→ Prompt: Copy every one of the rows below verbatim, with no change to any character.

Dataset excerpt

********************

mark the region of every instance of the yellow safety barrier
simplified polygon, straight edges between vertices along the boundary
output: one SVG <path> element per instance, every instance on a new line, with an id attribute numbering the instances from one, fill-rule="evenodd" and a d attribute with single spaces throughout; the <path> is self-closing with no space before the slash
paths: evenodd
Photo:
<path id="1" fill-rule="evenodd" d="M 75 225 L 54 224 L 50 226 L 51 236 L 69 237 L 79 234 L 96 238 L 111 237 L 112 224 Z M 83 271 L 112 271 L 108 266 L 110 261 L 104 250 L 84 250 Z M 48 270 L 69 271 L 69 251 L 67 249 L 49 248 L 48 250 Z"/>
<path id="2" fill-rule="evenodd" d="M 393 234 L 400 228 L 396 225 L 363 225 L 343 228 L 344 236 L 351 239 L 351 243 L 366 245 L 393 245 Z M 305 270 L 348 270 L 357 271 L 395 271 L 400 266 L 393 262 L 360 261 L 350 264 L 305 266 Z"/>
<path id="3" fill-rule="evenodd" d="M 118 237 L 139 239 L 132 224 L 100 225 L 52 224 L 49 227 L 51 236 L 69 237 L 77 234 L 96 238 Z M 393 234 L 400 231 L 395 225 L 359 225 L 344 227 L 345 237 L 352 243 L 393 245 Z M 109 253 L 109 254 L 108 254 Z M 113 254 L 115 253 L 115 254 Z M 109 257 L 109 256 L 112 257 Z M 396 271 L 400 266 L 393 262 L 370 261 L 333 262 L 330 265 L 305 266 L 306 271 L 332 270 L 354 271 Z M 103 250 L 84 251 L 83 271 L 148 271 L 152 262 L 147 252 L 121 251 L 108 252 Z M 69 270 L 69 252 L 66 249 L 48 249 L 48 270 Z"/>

********************

→ Complete answer:
mark the region of every instance of the yellow safety barrier
simplified polygon, straight edges between vertices along the boundary
output: one SVG <path> element per instance, every instance on a new line, with an id attribute numbering the instances from one, fill-rule="evenodd" and a d attribute with single spaces throughout; the <path> is self-closing with no space before the slash
paths: evenodd
Photo:
<path id="1" fill-rule="evenodd" d="M 75 225 L 54 224 L 50 226 L 51 236 L 69 237 L 79 234 L 96 238 L 111 237 L 112 224 Z M 83 271 L 112 271 L 108 266 L 110 261 L 104 250 L 84 250 Z M 48 270 L 69 271 L 69 251 L 67 249 L 49 248 L 48 250 Z"/>
<path id="2" fill-rule="evenodd" d="M 393 234 L 400 228 L 396 225 L 363 225 L 343 228 L 344 236 L 351 239 L 351 243 L 366 245 L 393 245 Z M 305 270 L 348 270 L 357 271 L 395 271 L 400 266 L 393 262 L 360 261 L 350 264 L 305 266 Z"/>
<path id="3" fill-rule="evenodd" d="M 118 237 L 139 239 L 132 224 L 100 225 L 52 224 L 49 227 L 51 236 L 69 237 L 77 234 L 96 238 Z M 393 234 L 400 231 L 395 225 L 359 225 L 344 227 L 345 237 L 352 243 L 393 245 Z M 109 253 L 109 254 L 108 254 Z M 113 254 L 115 253 L 115 254 Z M 109 257 L 109 256 L 112 257 Z M 396 271 L 400 266 L 393 262 L 370 261 L 333 262 L 330 265 L 305 266 L 306 271 L 332 270 L 354 271 Z M 103 250 L 84 251 L 83 271 L 148 271 L 152 262 L 147 252 L 121 251 L 108 252 Z M 69 270 L 69 252 L 66 249 L 48 249 L 48 270 Z"/>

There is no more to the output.